## Your goal
Lines from the first one down to the one containing "Target: wooden side table" in the data below are the only ones needed; please return them exactly, both ends included.

Referring expression pointing data:
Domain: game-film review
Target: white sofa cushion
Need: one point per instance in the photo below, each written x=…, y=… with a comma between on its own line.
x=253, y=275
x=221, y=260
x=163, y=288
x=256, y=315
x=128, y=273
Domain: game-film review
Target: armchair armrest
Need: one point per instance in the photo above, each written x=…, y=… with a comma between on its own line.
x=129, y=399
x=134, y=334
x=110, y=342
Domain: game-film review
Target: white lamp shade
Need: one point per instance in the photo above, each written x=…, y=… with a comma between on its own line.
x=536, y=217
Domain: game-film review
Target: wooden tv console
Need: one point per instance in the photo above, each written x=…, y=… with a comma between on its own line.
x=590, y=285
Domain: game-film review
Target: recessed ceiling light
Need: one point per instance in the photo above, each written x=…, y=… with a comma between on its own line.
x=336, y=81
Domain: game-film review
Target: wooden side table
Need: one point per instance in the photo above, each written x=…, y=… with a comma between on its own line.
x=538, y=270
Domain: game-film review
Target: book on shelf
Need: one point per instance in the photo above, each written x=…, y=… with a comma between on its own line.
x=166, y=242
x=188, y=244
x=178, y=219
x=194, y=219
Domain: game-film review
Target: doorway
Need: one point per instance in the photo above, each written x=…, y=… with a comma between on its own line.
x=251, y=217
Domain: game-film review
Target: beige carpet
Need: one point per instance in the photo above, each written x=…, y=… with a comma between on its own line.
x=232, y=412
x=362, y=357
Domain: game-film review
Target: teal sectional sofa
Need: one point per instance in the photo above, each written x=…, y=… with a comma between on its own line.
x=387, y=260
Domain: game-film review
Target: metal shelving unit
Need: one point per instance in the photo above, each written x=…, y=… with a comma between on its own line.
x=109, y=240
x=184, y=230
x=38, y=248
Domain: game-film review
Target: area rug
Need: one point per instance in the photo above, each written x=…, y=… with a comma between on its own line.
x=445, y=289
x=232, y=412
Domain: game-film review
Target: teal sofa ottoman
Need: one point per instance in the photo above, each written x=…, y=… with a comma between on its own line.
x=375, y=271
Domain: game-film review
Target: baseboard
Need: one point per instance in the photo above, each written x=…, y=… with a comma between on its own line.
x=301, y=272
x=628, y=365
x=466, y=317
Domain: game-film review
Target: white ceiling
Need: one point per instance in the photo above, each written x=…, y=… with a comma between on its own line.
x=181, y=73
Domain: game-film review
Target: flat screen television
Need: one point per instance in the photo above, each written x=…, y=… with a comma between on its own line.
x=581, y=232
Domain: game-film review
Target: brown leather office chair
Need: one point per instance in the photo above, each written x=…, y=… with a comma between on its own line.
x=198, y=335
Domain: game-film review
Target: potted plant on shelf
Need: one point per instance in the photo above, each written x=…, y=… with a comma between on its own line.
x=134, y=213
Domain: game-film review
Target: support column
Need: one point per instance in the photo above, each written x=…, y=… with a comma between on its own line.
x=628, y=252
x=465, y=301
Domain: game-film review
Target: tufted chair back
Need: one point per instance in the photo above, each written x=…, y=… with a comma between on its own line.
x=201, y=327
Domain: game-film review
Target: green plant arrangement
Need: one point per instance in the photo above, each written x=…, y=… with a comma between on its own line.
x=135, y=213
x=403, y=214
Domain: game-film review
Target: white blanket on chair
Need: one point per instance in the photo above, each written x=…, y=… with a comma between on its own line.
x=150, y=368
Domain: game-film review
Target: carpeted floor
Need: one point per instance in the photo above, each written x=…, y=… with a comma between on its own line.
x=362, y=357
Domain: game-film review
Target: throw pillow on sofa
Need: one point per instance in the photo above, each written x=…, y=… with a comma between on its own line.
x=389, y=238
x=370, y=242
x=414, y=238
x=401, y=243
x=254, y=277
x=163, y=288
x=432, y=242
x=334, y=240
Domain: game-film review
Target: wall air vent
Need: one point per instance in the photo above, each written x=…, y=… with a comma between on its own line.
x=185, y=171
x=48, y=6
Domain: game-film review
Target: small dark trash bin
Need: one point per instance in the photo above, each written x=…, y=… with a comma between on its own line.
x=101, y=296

## Answer area
Domain: game-film review
Target: white sofa cushion
Need: one point per instance in the photo below, each written x=…, y=… with a comma between on its own line.
x=253, y=275
x=221, y=260
x=163, y=288
x=256, y=315
x=128, y=273
Domain: game-film review
Target: armchair armrest
Need: one point per instance in the photo above, each written x=…, y=… with a comma between on its own line.
x=129, y=399
x=134, y=334
x=110, y=342
Domain: game-film review
Target: white lamp shade
Need: one point per instance in the photo above, each written x=…, y=… with a comma between on its own line.
x=536, y=217
Domain: game-film review
Target: wooden tv console
Need: one point per instance in the photo above, each written x=…, y=… with a comma between on its own line.
x=590, y=285
Domain: game-film review
Target: recessed ceiling light
Need: one point per instance in the photo above, each written x=…, y=… with a comma between on its own line.
x=336, y=81
Domain: game-film review
Target: wooden side table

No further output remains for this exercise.